__EXERCISE AIM__:
Read through the data, and wherever a line holds the word "abdomen", write that line out.

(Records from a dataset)
<<<<
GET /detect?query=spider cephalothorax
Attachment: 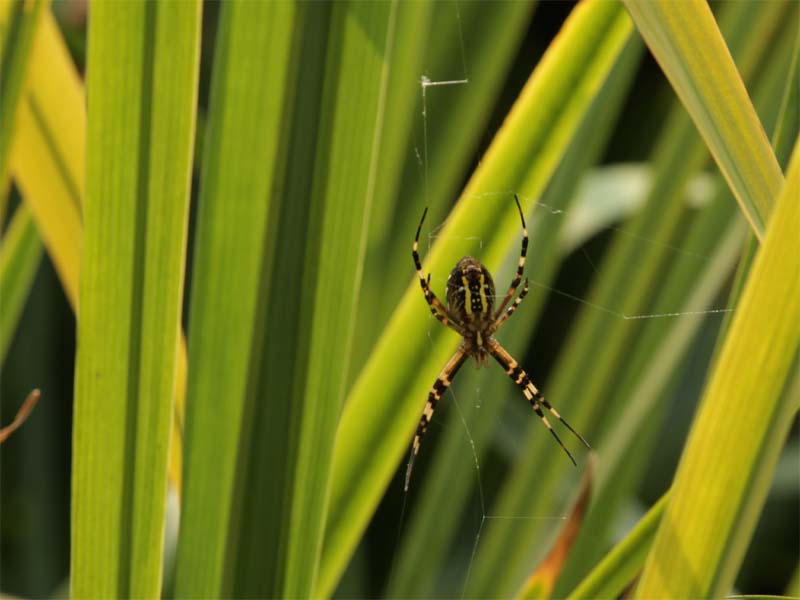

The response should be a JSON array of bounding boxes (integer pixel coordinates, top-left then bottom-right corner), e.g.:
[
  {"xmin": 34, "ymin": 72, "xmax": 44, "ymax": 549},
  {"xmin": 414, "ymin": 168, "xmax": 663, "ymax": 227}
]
[{"xmin": 406, "ymin": 195, "xmax": 590, "ymax": 490}]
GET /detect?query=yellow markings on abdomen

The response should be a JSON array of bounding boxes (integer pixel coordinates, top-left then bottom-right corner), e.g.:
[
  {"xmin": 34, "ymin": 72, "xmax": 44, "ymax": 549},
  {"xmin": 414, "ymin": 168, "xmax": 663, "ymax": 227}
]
[
  {"xmin": 461, "ymin": 275, "xmax": 473, "ymax": 315},
  {"xmin": 478, "ymin": 273, "xmax": 488, "ymax": 314}
]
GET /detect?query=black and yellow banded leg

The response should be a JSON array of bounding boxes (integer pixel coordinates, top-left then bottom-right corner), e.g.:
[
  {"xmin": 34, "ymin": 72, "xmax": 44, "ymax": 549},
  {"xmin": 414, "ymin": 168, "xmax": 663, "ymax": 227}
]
[
  {"xmin": 424, "ymin": 275, "xmax": 466, "ymax": 333},
  {"xmin": 405, "ymin": 348, "xmax": 468, "ymax": 491},
  {"xmin": 486, "ymin": 339, "xmax": 589, "ymax": 465},
  {"xmin": 492, "ymin": 278, "xmax": 529, "ymax": 333},
  {"xmin": 494, "ymin": 194, "xmax": 529, "ymax": 318},
  {"xmin": 413, "ymin": 208, "xmax": 465, "ymax": 336}
]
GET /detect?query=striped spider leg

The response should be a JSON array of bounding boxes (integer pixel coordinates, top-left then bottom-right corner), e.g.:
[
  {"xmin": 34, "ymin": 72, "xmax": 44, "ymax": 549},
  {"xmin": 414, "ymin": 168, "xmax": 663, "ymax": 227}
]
[
  {"xmin": 491, "ymin": 277, "xmax": 529, "ymax": 333},
  {"xmin": 412, "ymin": 207, "xmax": 467, "ymax": 336},
  {"xmin": 493, "ymin": 194, "xmax": 528, "ymax": 318},
  {"xmin": 486, "ymin": 337, "xmax": 590, "ymax": 465},
  {"xmin": 405, "ymin": 348, "xmax": 468, "ymax": 491}
]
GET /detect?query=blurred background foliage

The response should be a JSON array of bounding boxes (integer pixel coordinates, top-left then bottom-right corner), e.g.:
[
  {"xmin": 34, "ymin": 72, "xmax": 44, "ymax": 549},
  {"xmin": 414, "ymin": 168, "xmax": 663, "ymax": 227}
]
[{"xmin": 1, "ymin": 0, "xmax": 797, "ymax": 598}]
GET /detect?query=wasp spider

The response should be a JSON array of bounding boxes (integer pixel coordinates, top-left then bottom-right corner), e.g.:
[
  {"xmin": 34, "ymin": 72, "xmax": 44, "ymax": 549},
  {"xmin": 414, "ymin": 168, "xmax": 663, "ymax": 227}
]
[{"xmin": 406, "ymin": 195, "xmax": 590, "ymax": 490}]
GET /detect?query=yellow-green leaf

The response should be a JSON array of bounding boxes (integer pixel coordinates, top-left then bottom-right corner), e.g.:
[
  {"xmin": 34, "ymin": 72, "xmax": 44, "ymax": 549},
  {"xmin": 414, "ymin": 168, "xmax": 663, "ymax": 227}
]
[
  {"xmin": 0, "ymin": 205, "xmax": 42, "ymax": 360},
  {"xmin": 623, "ymin": 0, "xmax": 784, "ymax": 239},
  {"xmin": 71, "ymin": 2, "xmax": 201, "ymax": 597},
  {"xmin": 173, "ymin": 2, "xmax": 296, "ymax": 596},
  {"xmin": 0, "ymin": 0, "xmax": 47, "ymax": 188}
]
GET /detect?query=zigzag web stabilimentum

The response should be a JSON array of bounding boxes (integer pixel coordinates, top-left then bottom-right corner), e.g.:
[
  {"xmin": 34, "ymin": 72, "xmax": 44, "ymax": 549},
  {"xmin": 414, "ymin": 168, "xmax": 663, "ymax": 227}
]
[{"xmin": 384, "ymin": 4, "xmax": 742, "ymax": 597}]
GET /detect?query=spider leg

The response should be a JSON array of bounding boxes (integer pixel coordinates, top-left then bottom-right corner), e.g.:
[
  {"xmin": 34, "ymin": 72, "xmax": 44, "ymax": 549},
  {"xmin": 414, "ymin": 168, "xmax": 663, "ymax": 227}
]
[
  {"xmin": 493, "ymin": 194, "xmax": 528, "ymax": 319},
  {"xmin": 486, "ymin": 339, "xmax": 589, "ymax": 465},
  {"xmin": 424, "ymin": 275, "xmax": 466, "ymax": 333},
  {"xmin": 405, "ymin": 348, "xmax": 468, "ymax": 491},
  {"xmin": 491, "ymin": 278, "xmax": 529, "ymax": 333},
  {"xmin": 413, "ymin": 207, "xmax": 465, "ymax": 335}
]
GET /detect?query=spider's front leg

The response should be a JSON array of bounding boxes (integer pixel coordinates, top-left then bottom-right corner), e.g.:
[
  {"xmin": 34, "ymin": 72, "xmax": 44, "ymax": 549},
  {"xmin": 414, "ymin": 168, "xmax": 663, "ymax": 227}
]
[
  {"xmin": 494, "ymin": 194, "xmax": 528, "ymax": 319},
  {"xmin": 486, "ymin": 338, "xmax": 589, "ymax": 465},
  {"xmin": 405, "ymin": 349, "xmax": 468, "ymax": 491},
  {"xmin": 491, "ymin": 278, "xmax": 529, "ymax": 334},
  {"xmin": 413, "ymin": 208, "xmax": 466, "ymax": 335}
]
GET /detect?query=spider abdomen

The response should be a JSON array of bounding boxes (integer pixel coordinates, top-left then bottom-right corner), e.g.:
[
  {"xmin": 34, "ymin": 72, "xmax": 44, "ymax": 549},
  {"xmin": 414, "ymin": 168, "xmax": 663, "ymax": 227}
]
[{"xmin": 446, "ymin": 256, "xmax": 495, "ymax": 324}]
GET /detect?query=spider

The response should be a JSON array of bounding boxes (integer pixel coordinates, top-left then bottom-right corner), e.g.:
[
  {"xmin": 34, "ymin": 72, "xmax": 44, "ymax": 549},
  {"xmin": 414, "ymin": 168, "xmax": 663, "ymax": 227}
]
[{"xmin": 406, "ymin": 195, "xmax": 590, "ymax": 490}]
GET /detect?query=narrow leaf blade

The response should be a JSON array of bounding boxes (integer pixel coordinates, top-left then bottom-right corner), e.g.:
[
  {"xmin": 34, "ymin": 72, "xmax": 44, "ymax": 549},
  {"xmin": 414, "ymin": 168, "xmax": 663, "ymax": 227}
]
[
  {"xmin": 72, "ymin": 2, "xmax": 200, "ymax": 596},
  {"xmin": 623, "ymin": 0, "xmax": 785, "ymax": 238}
]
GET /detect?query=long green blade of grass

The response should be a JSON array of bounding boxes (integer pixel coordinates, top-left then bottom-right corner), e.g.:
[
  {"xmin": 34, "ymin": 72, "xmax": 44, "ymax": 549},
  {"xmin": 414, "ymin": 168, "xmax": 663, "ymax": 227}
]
[
  {"xmin": 714, "ymin": 16, "xmax": 799, "ymax": 390},
  {"xmin": 771, "ymin": 26, "xmax": 799, "ymax": 170},
  {"xmin": 174, "ymin": 3, "xmax": 295, "ymax": 596},
  {"xmin": 622, "ymin": 0, "xmax": 784, "ymax": 238},
  {"xmin": 282, "ymin": 3, "xmax": 394, "ymax": 596},
  {"xmin": 71, "ymin": 2, "xmax": 200, "ymax": 597},
  {"xmin": 0, "ymin": 205, "xmax": 42, "ymax": 360},
  {"xmin": 0, "ymin": 0, "xmax": 46, "ymax": 189},
  {"xmin": 318, "ymin": 3, "xmax": 635, "ymax": 595},
  {"xmin": 635, "ymin": 140, "xmax": 800, "ymax": 597}
]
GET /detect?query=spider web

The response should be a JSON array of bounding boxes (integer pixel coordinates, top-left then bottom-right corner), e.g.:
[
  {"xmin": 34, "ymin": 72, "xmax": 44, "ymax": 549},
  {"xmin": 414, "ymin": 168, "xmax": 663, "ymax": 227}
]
[
  {"xmin": 394, "ymin": 193, "xmax": 740, "ymax": 597},
  {"xmin": 382, "ymin": 3, "xmax": 743, "ymax": 597}
]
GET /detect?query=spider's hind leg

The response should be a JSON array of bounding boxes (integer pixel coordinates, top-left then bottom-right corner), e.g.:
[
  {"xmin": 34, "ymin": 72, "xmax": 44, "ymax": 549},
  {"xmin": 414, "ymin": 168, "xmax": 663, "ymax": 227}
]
[
  {"xmin": 486, "ymin": 339, "xmax": 589, "ymax": 465},
  {"xmin": 405, "ymin": 349, "xmax": 468, "ymax": 491}
]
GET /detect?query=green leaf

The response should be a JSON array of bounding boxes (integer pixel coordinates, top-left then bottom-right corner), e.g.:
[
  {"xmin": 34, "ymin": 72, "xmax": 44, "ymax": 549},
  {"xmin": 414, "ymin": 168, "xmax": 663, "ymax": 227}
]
[
  {"xmin": 0, "ymin": 205, "xmax": 42, "ymax": 361},
  {"xmin": 318, "ymin": 2, "xmax": 636, "ymax": 596},
  {"xmin": 0, "ymin": 0, "xmax": 47, "ymax": 188},
  {"xmin": 71, "ymin": 2, "xmax": 201, "ymax": 597},
  {"xmin": 623, "ymin": 0, "xmax": 784, "ymax": 239},
  {"xmin": 174, "ymin": 2, "xmax": 296, "ymax": 596},
  {"xmin": 770, "ymin": 27, "xmax": 799, "ymax": 169},
  {"xmin": 635, "ymin": 140, "xmax": 800, "ymax": 597},
  {"xmin": 282, "ymin": 4, "xmax": 394, "ymax": 596}
]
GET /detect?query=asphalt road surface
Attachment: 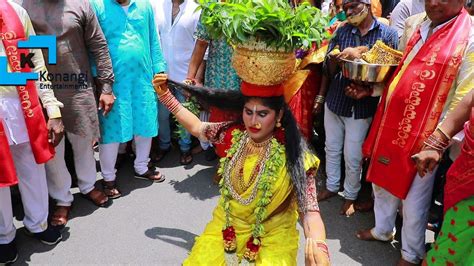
>>>>
__SOLUTION__:
GET /detect?query=yellow markings on abdomen
GET /detect?query=spider abdomen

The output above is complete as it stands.